_Given text:_

Mate, you were wearing a pink doily You are never, ever allowed to question what other people wear again.
Is that right? Mr Banks ... ... jealousy won't get you anywhere. I looked gorgeous. I smelled tremendous. Get over it. Or do you want me to use my imagination & write you a big gay book about witches?
RE: Yup It's a Clash lyric from 'Death or Glory'. Highlights how hypocritical we all are, particularly as we get older when we turn into exactly the kind of people we claimed to hate in our youth. Well, if you want to believe that ballacks you can. I just like the idea of f*cking nuns.
Transpose 'manly' ... ... for 'unintentionally tight round the middle' and you have hit the nail right on the head. Jay & fashion, eh. Go together like TT & older women.

_Data entries:_
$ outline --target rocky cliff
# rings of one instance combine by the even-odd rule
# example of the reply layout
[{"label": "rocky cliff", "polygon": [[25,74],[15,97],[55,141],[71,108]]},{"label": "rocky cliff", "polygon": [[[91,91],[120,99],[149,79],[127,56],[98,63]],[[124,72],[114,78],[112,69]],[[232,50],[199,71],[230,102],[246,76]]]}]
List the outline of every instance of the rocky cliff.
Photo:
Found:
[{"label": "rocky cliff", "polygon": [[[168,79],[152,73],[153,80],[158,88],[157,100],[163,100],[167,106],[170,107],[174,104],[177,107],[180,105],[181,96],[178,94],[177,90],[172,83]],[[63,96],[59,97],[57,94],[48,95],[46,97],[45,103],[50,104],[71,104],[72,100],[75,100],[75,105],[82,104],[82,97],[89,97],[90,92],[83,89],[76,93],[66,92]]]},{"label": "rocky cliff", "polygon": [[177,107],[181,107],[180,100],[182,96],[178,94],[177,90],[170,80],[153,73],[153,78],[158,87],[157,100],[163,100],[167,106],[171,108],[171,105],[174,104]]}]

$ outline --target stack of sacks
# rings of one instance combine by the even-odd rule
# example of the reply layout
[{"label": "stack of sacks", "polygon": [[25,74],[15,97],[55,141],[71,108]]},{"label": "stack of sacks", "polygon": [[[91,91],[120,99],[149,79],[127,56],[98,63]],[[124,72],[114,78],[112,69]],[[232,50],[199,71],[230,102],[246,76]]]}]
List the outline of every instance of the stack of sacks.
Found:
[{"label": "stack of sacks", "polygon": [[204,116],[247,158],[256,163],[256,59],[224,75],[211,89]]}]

_Written instruction:_
Please name the Clash song that the forum exchange above says the lyric comes from.

_Result:_
'Death or Glory'